(Excerpt)

Accelerating the Transition to Electronic Commerce
Current industry forecasts indicate that business-to-business e-commerce transactions will continue to grow rapidly and may approach $3 trillion per year by 2003. This trend promises to have broad economic impact by lowering production costs and raising productivity throughout the economy. Businesses increasingly are using e-commerce for a wide range of critical processes throughout the supply chain, from exchanging product design data to conducting financial transactions. The continued growth and efficient adoption of these practices require new infrastructural tools and capabilities. NIST's FY 2001 budget proposes $14 million in new funding to collaborate with the private sector to build the new infrastructure for the new economy.
One of the biggest challenges now is to help small businesses acquire the resources and expertise needed to adopt e-commerce business practices. Most businesses that lack e-commerce capabilities will not survive, let alone prosper, in the new century.

(End Excerpt)
(Entries provided)

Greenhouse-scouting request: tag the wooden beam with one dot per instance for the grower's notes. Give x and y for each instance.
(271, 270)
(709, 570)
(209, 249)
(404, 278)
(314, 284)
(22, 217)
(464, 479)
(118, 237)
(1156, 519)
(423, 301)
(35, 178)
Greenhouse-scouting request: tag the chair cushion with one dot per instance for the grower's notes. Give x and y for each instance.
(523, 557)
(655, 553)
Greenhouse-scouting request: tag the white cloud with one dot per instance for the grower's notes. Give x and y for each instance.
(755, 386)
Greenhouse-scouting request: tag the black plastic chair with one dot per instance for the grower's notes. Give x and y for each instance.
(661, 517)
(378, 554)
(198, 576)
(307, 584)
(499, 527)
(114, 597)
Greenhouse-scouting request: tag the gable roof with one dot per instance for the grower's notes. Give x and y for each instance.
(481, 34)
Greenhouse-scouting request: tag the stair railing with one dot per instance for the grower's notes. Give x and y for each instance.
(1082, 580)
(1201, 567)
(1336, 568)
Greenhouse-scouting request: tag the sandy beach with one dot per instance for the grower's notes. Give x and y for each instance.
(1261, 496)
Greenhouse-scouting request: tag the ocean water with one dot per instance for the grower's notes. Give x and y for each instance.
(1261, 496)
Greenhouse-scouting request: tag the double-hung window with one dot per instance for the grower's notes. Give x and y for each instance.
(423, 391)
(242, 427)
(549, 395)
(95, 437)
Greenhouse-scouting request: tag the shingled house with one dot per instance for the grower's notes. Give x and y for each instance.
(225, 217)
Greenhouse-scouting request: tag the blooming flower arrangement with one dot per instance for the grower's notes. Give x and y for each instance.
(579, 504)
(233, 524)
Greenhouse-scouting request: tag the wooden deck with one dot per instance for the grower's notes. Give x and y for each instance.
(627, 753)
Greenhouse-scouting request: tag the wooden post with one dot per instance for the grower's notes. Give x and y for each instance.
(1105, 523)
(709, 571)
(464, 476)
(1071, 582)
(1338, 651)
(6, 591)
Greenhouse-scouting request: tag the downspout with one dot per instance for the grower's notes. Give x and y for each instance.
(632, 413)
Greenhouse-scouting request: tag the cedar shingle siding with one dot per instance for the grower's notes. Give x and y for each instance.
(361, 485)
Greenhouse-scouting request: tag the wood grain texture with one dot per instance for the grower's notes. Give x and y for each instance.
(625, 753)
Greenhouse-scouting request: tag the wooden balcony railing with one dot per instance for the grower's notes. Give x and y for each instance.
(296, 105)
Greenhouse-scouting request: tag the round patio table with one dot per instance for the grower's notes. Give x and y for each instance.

(End Entries provided)

(Apply what you read)
a: Rewrite the excerpt on electronic commerce from "Accelerating the Transition" up to and including "the new economy.", using "electronic commerce" in place of "e-commerce".
b: Summarize the excerpt on electronic commerce in two sentences.

(Problem solutions)
a:
Accelerating the Transition to Electronic Commerce
Current industry forecasts indicate that business-to-business electronic commerce transactions will continue to grow rapidly and may approach $3 trillion per year by 2003. This trend promises to have broad economic impact by lowering production costs and raising productivity throughout the economy. Businesses increasingly are using electronic commerce for a wide range of critical processes throughout the supply chain, from exchanging product design data to conducting financial transactions. The continued growth and efficient adoption of these practices require new infrastructural tools and capabilities. NIST's FY 2001 budget proposes $14 million in new funding to collaborate with the private sector to build the new infrastructure for the new economy.

b: Business-to-business e-commerce is forecast to keep growing rapidly, possibly approaching $3 trillion per year by 2003, and its continued growth requires new infrastructural tools, so NIST's FY 2001 budget proposes $14 million in new funding to work with the private sector on that infrastructure. A major challenge is helping small businesses acquire the resources and expertise to adopt e-commerce practices, since most businesses lacking such capabilities will not survive.